INFORMATION SUPPLIED:
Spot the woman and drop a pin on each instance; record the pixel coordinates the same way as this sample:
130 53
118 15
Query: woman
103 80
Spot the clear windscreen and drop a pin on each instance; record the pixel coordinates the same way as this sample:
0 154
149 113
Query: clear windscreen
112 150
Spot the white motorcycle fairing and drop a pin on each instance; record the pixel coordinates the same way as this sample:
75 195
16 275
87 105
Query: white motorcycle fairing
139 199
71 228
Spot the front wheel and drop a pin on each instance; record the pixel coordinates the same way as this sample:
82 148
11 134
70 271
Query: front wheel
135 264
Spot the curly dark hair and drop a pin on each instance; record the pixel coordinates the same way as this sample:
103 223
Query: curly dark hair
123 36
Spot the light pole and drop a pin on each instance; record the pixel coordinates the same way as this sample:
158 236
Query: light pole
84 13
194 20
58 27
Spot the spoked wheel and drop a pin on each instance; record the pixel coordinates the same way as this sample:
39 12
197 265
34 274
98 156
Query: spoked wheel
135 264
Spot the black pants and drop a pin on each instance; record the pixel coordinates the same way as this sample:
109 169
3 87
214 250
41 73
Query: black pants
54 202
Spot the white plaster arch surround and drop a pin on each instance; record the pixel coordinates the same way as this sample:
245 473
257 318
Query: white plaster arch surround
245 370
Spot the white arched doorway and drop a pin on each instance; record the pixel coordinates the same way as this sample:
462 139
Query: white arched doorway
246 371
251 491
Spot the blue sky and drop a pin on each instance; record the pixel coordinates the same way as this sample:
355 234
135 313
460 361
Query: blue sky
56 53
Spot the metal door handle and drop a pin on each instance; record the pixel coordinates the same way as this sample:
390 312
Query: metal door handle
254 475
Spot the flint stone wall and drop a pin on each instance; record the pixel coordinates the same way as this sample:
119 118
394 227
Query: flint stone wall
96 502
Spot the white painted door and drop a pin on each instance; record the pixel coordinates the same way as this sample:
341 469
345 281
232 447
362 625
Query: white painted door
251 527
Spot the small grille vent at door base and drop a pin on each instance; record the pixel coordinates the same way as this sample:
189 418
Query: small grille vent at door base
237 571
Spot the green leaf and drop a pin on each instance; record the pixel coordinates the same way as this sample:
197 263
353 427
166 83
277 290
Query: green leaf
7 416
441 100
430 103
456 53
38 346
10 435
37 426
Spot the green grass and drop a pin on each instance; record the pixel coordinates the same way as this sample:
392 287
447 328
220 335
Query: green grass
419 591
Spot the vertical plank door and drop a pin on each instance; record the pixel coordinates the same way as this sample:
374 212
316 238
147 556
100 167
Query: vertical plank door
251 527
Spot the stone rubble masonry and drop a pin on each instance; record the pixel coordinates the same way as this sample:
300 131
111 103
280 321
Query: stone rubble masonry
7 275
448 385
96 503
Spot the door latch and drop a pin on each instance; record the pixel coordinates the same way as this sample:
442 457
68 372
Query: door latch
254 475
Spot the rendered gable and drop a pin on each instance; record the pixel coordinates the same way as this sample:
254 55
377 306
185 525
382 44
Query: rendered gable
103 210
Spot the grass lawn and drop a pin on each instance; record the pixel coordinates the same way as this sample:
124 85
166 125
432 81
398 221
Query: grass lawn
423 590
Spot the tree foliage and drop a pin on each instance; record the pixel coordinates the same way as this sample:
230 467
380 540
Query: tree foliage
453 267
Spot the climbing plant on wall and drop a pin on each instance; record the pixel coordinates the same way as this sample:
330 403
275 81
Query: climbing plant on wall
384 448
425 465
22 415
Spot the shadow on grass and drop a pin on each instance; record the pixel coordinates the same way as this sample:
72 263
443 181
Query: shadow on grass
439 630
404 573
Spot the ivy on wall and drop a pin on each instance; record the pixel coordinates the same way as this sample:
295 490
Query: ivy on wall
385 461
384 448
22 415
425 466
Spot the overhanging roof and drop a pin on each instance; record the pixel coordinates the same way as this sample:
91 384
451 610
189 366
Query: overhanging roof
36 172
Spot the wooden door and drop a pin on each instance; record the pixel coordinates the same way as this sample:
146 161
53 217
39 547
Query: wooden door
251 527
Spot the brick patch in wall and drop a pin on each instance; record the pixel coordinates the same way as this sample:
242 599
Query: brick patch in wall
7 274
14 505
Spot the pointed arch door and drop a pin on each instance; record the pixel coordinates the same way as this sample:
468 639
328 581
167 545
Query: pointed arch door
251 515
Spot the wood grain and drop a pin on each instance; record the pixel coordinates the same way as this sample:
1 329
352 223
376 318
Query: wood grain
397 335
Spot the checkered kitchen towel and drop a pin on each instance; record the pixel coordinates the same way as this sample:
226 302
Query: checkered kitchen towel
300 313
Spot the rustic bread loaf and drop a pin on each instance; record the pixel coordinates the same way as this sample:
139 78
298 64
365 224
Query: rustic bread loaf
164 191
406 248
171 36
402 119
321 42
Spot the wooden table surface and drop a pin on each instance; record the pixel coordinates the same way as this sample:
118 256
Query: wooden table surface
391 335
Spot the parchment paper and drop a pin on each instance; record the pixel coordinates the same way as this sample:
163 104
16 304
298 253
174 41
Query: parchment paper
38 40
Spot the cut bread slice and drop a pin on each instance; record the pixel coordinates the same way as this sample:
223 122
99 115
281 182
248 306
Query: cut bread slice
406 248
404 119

EXERCISE AIM: Convert every line above into a Markdown table with two columns, Number and Line, putting a row number and the line on each row and skipping blank lines.

IN RESPONSE:
| Number | Line |
|---|---|
| 1 | Spot the woman and drop a pin on each instance; record the pixel coordinates the same way as this sample: |
| 2 | 130 53 |
| 3 | 118 15 |
| 4 | Query: woman |
| 5 | 103 80 |
| 6 | Spot the clear windscreen and drop a pin on each instance; record the pixel coordinates the same way as this sample: |
| 7 | 0 154 |
| 8 | 149 113 |
| 9 | Query: clear windscreen |
| 10 | 112 150 |
| 11 | Spot the white motorcycle fairing and drop a pin on each instance; record the pixel coordinates the same way as this sample: |
| 12 | 75 195 |
| 13 | 16 275 |
| 14 | 87 105 |
| 15 | Query: white motorcycle fairing |
| 16 | 139 199 |
| 17 | 71 228 |
| 18 | Spot the front wheel and drop a pin on each instance; record the pixel coordinates the same way as this sample: |
| 19 | 82 148 |
| 20 | 11 134 |
| 21 | 70 271 |
| 22 | Query: front wheel |
| 23 | 135 264 |
| 24 | Spot the curly dark hair and drop a pin on each instance; record the pixel coordinates the same way as this sample: |
| 25 | 103 223 |
| 26 | Query: curly dark hair |
| 27 | 123 36 |
| 28 | Spot the light pole and drop a pin on each instance; record the pixel coordinates the same way as this sample: |
| 29 | 158 236 |
| 30 | Query: light pole |
| 31 | 84 13 |
| 32 | 194 20 |
| 33 | 58 27 |
| 34 | Spot the spoked wheel and drop a pin on each instance; record the pixel coordinates the same way as this sample: |
| 35 | 39 12 |
| 36 | 197 265 |
| 37 | 34 274 |
| 38 | 98 156 |
| 39 | Query: spoked wheel |
| 40 | 135 264 |
| 41 | Spot the black pants and drop a pin on each instance; record the pixel coordinates the same way as this sample: |
| 42 | 109 169 |
| 43 | 3 87 |
| 44 | 214 250 |
| 45 | 41 73 |
| 46 | Query: black pants |
| 47 | 54 202 |
| 48 | Spot the white plaster arch surround and drop a pin on each instance; record the pixel coordinates the same way as this sample: |
| 49 | 245 473 |
| 50 | 257 318 |
| 51 | Query: white plaster arch surround |
| 52 | 245 370 |
| 53 | Spot the white arched doorway and drop a pin on each instance; record the pixel coordinates the same way as this sample: |
| 54 | 462 139 |
| 55 | Query: white arched doorway |
| 56 | 246 371 |
| 57 | 251 491 |
| 58 | Spot the blue sky and drop a pin on each instance; record the pixel coordinates the same way as this sample: |
| 59 | 355 234 |
| 60 | 135 313 |
| 61 | 460 361 |
| 62 | Query: blue sky |
| 63 | 56 53 |
| 64 | Spot the metal door handle and drop a pin on each instance; record the pixel coordinates the same way as this sample: |
| 65 | 390 312 |
| 66 | Query: metal door handle |
| 67 | 254 475 |
| 68 | Spot the flint stone wall and drop a pin on each instance; record the pixel coordinates the same way as this sample: |
| 69 | 119 118 |
| 70 | 394 227 |
| 71 | Query: flint stone wall |
| 72 | 96 502 |
| 73 | Spot the white painted door and drop a pin on each instance; record the pixel coordinates the same way as this sample: |
| 74 | 341 469 |
| 75 | 345 281 |
| 76 | 232 447 |
| 77 | 362 625 |
| 78 | Query: white painted door |
| 79 | 251 527 |
| 80 | Spot the small grille vent at door base and drop a pin on each instance; record the pixel coordinates the same way as this sample: |
| 81 | 189 418 |
| 82 | Query: small grille vent at door base |
| 83 | 237 571 |
| 84 | Spot the green leaf and drop a pin on each instance; record the pixel coordinates the same way as this sample: |
| 85 | 197 263 |
| 86 | 353 427 |
| 87 | 166 83 |
| 88 | 277 290 |
| 89 | Query: green leaf |
| 90 | 7 416 |
| 91 | 441 100 |
| 92 | 430 103 |
| 93 | 456 53 |
| 94 | 38 346 |
| 95 | 10 435 |
| 96 | 37 426 |
| 97 | Spot the green grass and drop a pin on each instance; record the pixel coordinates the same way as this sample: |
| 98 | 392 287 |
| 99 | 447 328 |
| 100 | 220 335 |
| 101 | Query: green grass |
| 102 | 419 591 |
| 103 | Spot the vertical plank door and drop a pin on each instance; record the pixel coordinates the same way as this sample: |
| 104 | 374 212 |
| 105 | 316 238 |
| 106 | 147 556 |
| 107 | 100 167 |
| 108 | Query: vertical plank door |
| 109 | 251 527 |
| 110 | Spot the stone rubble masonry and drop a pin on each instance; record the pixel coordinates the same way as this sample: |
| 111 | 300 131 |
| 112 | 111 103 |
| 113 | 280 321 |
| 114 | Query: stone rubble masonry |
| 115 | 7 275 |
| 116 | 448 385 |
| 117 | 96 503 |
| 118 | Spot the door latch and drop a pin on each instance; record the pixel coordinates the same way as this sample: |
| 119 | 442 457 |
| 120 | 68 372 |
| 121 | Query: door latch |
| 122 | 254 475 |
| 123 | Spot the rendered gable and drop a pin on each instance; record the pixel coordinates the same way as this sample: |
| 124 | 254 55 |
| 125 | 377 306 |
| 126 | 185 525 |
| 127 | 382 44 |
| 128 | Query: rendered gable |
| 129 | 103 210 |
| 130 | Spot the grass lawn and drop a pin on each instance; record the pixel coordinates the same way as this sample: |
| 131 | 124 85 |
| 132 | 166 125 |
| 133 | 432 81 |
| 134 | 398 221 |
| 135 | Query: grass lawn |
| 136 | 423 590 |
| 137 | Spot the tree foliage and drop a pin on each instance; record the pixel coordinates the same way as this sample: |
| 138 | 230 467 |
| 139 | 380 540 |
| 140 | Query: tree foliage |
| 141 | 453 267 |
| 142 | Spot the climbing plant on wall and drop a pin on each instance; record the pixel coordinates the same way as this sample: |
| 143 | 330 403 |
| 144 | 275 81 |
| 145 | Query: climbing plant on wall |
| 146 | 384 448 |
| 147 | 425 465 |
| 148 | 22 415 |
| 149 | Spot the shadow on grass and drop a pin on each instance; record the pixel coordinates the same way as this sample: |
| 150 | 72 263 |
| 151 | 443 181 |
| 152 | Query: shadow on grass |
| 153 | 439 630 |
| 154 | 404 573 |
| 155 | Spot the ivy on wall and drop a pin on each instance; record the pixel coordinates the same way as this sample: |
| 156 | 295 490 |
| 157 | Query: ivy on wall |
| 158 | 385 461 |
| 159 | 384 448 |
| 160 | 22 415 |
| 161 | 425 466 |
| 162 | Spot the overhanging roof and drop a pin on each instance; record the pixel coordinates the same way as this sample: |
| 163 | 91 384 |
| 164 | 451 610 |
| 165 | 189 366 |
| 166 | Query: overhanging roof |
| 167 | 36 172 |
| 168 | Spot the wooden door and drop a pin on each instance; record the pixel coordinates the same way as this sample: |
| 169 | 146 161 |
| 170 | 53 217 |
| 171 | 39 547 |
| 172 | Query: wooden door |
| 173 | 251 527 |
| 174 | Spot the brick patch in wall and drop a pin on each instance; record the pixel coordinates the same way as this sample: |
| 175 | 242 599 |
| 176 | Query: brick patch in wall |
| 177 | 7 274 |
| 178 | 14 505 |
| 179 | Spot the pointed arch door and drop a pin on each instance; record the pixel coordinates the same way as this sample: |
| 180 | 468 639 |
| 181 | 328 581 |
| 182 | 167 545 |
| 183 | Query: pointed arch door |
| 184 | 251 515 |
| 185 | Spot the wood grain and drop a pin on each instance; record the pixel coordinates the same way as this sample: |
| 186 | 1 329 |
| 187 | 352 223 |
| 188 | 376 318 |
| 189 | Query: wood grain |
| 190 | 397 335 |
| 191 | Spot the checkered kitchen towel and drop a pin on each instance; record the pixel coordinates the same way as this sample: |
| 192 | 226 302 |
| 193 | Query: checkered kitchen towel |
| 194 | 300 313 |
| 195 | Spot the rustic bread loaf and drop a pin on each instance; record the pixel coordinates the same way as this sample: |
| 196 | 139 78 |
| 197 | 298 64 |
| 198 | 365 224 |
| 199 | Query: rustic bread loaf |
| 200 | 164 191 |
| 201 | 406 248 |
| 202 | 171 36 |
| 203 | 402 119 |
| 204 | 321 42 |
| 205 | Spot the wooden table surface and drop a pin on each instance; record the pixel coordinates the same way as this sample: |
| 206 | 118 256 |
| 207 | Query: wooden table surface |
| 208 | 391 335 |
| 209 | Spot the parchment paper and drop a pin on each instance; record the pixel coordinates the same way as this sample: |
| 210 | 163 104 |
| 211 | 16 304 |
| 212 | 298 253 |
| 213 | 174 41 |
| 214 | Query: parchment paper |
| 215 | 38 40 |
| 216 | Spot the cut bread slice and drop a pin on each instance; record the pixel coordinates the same way as this sample: |
| 217 | 223 122 |
| 218 | 99 115 |
| 219 | 281 182 |
| 220 | 248 306 |
| 221 | Query: cut bread slice |
| 222 | 406 248 |
| 223 | 404 119 |